[課題文 1]
提示文のうち、「のっぺらぼうとか、ひとつめ、みつめこぞうに、ろくろくび。」から「だらりと下げて、迫って来る。」までをすべて、一字一句変えずに書き出しなさい。

-*-

昔、昔、その昔、、、
昔、昔、その昔、、、
by Ken1

2007年08月14日(火)
 011  ホタル
 暗くなった庭に、すうーっと黄緑の光が流れる。また、葉っぱの上に、点滅する小さな光も楽しい。
 夜になると、少しずつ昼間の熱気がさめてくる。ホタルを捕まえるには、懐中電灯と、虫かごがあればいい。ガラス瓶のふたの部分にガーゼを輪ゴムで止めるだけでもいい。
 懐中電灯は必需品だ。草むらで光るのを見つけたらいいが、目指すのは用水路の岸で、水際が一番だ。ところが、ここには蛇やカエルがいて、眼を光らせている。その光が、ホタルのように見えるのだ。ホタルと間違えて手を出すと、死にそうになるほど、気持ち悪く、びっくりする。
 そこで、まず電灯で照らして確かめて、消して暗闇に目が慣れるまで待って、手で捕まえるのだ。
 厄介者は、他にもいて、それは蚊だ。暗闇でじっとしていると、いつの間にか刺されている。
 家に帰って、電気を消してホタルを見ると、尻尾のあたりが明るく輝くのが見える。
 「離してやりなよ。どうせ死んでしまうから。」と言われて、外に出て、庭に放すと、すーっと光りながら、飛んでいく。  

2007年08月14日(火)
 012  おばけと幽霊
 夏は、おばけのシーズンだ。いろんなおばけがいた。
 いったい、誰が子供に教えたんだろうか。
 のっぺらぼうとか、ひとつめ、みつめこぞうに、ろくろくび。
 むじななどの妖怪。河童、赤鬼、青鬼。
 おばけはまだ、どちらかといえば、無邪気で、かわいげがある。
 大人は、夏になると、幽霊の話をよくしていた。
 すぐそばに、いてもおかしくないという感じだった。
 たいていが、女の幽霊で、髪を振り乱して、白い着物の前に手を揃えて、だらりと下げて、迫って来る。
 どこかでだれかが、見たとか、見てないとか、にぎやかだったが、幽霊となると、怖いだけの存在のように思う。
 だいたい、死んでもまだ、恨むなんてのは、趣味に合わない。

2007年08月26日(日)
 013  井戸水
 庭の井戸は、金気、つまり鉄分が多くなって、水の出も悪い。それに、外にあるので、雨の日など大変ということで、だいぶ考えた末、家の中に掘ることに決めたようだ。場所は、台所の土間の片隅で、倉の前だ。
 長い木の柄のついた鉄のハンマーで、鉄のパイプを打ち込んでいく。これは、いかにも力が要る仕事だ。
 鉄のパイプの先端には、穴の開いた杭状になった先導パイプがつながっている。水脈に当たれば、この穴から水が流れ込むのだ。それまでは、中空の部分から水を注いで、パイプが進みやすい様にする。ある程度打ち込むと、パイプの上の方は、ハンマーでつぶれている。いったん、金ノコで端を切り落として、ねじをたてて、次のパイプにつなぐ。で、また打ち込むのだ。
 ある程度入っていくと、今度は、上に手押し式のポンプを接続して、呼び水をしながら、汲み出す。

-*-

[課題文 2]
下のデータ行のうち、「[point] at the blurred」を含む行から末尾までをすべて、「入力文」と「解答」の2列からなるCSVに整えなさい。入力文1件につき1行とし、各値は改行を空白に置き換えたうえで、二重引用符で囲んだ1つのフィールドに収めること。

-*-

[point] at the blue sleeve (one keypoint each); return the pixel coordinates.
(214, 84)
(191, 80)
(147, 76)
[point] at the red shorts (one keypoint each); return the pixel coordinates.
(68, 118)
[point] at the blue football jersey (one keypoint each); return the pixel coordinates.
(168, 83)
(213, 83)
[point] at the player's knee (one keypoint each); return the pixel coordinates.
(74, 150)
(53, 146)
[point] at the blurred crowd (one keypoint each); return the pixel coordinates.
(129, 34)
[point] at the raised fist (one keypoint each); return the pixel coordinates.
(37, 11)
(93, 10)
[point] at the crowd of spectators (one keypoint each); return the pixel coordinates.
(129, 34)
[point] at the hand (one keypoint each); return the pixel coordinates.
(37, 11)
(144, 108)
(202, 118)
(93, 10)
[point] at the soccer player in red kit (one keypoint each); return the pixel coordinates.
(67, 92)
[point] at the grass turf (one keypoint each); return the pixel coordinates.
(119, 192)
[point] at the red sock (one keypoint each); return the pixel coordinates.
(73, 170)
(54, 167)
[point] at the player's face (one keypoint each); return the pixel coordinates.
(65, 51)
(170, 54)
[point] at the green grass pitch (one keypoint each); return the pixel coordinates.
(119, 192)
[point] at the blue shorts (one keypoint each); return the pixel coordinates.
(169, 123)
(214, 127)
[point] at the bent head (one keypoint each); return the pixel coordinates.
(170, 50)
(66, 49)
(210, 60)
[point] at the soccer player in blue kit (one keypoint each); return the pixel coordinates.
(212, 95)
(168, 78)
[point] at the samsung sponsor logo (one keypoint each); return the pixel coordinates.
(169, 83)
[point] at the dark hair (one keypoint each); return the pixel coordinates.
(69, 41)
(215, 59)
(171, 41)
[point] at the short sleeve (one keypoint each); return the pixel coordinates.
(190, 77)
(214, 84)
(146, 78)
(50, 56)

-*-

[模範解答 1]
のっぺらぼうとか、ひとつめ、みつめこぞうに、ろくろくび。
 むじななどの妖怪。河童、赤鬼、青鬼。
 おばけはまだ、どちらかといえば、無邪気で、かわいげがある。
 大人は、夏になると、幽霊の話をよくしていた。
 すぐそばに、いてもおかしくないという感じだった。
 たいていが、女の幽霊で、髪を振り乱して、白い着物の前に手を揃えて、だらりと下げて、迫って来る。

[模範解答 2]
入力文,解答
"[point] at the blurred crowd (one keypoint each); return the pixel coordinates.","(129, 34)"
"[point] at the raised fist (one keypoint each); return the pixel coordinates.","(37, 11) (93, 10)"
"[point] at the crowd of spectators (one keypoint each); return the pixel coordinates.","(129, 34)"
"[point] at the hand (one keypoint each); return the pixel coordinates.","(37, 11) (144, 108) (202, 118) (93, 10)"
"[point] at the soccer player in red kit (one keypoint each); return the pixel coordinates.","(67, 92)"
"[point] at the grass turf (one keypoint each); return the pixel coordinates.","(119, 192)"
"[point] at the red sock (one keypoint each); return the pixel coordinates.","(73, 170) (54, 167)"
"[point] at the player's face (one keypoint each); return the pixel coordinates.","(65, 51) (170, 54)"
"[point] at the green grass pitch (one keypoint each); return the pixel coordinates.","(119, 192)"
"[point] at the blue shorts (one keypoint each); return the pixel coordinates.","(169, 123) (214, 127)"
"[point] at the bent head (one keypoint each); return the pixel coordinates.","(170, 50) (66, 49) (210, 60)"
"[point] at the soccer player in blue kit (one keypoint each); return the pixel coordinates.","(212, 95) (168, 78)"
"[point] at the samsung sponsor logo (one keypoint each); return the pixel coordinates.","(169, 83)"
"[point] at the dark hair (one keypoint each); return the pixel coordinates.","(69, 41) (215, 59) (171, 41)"
"[point] at the short sleeve (one keypoint each); return the pixel coordinates.","(190, 77) (214, 84) (146, 78) (50, 56)"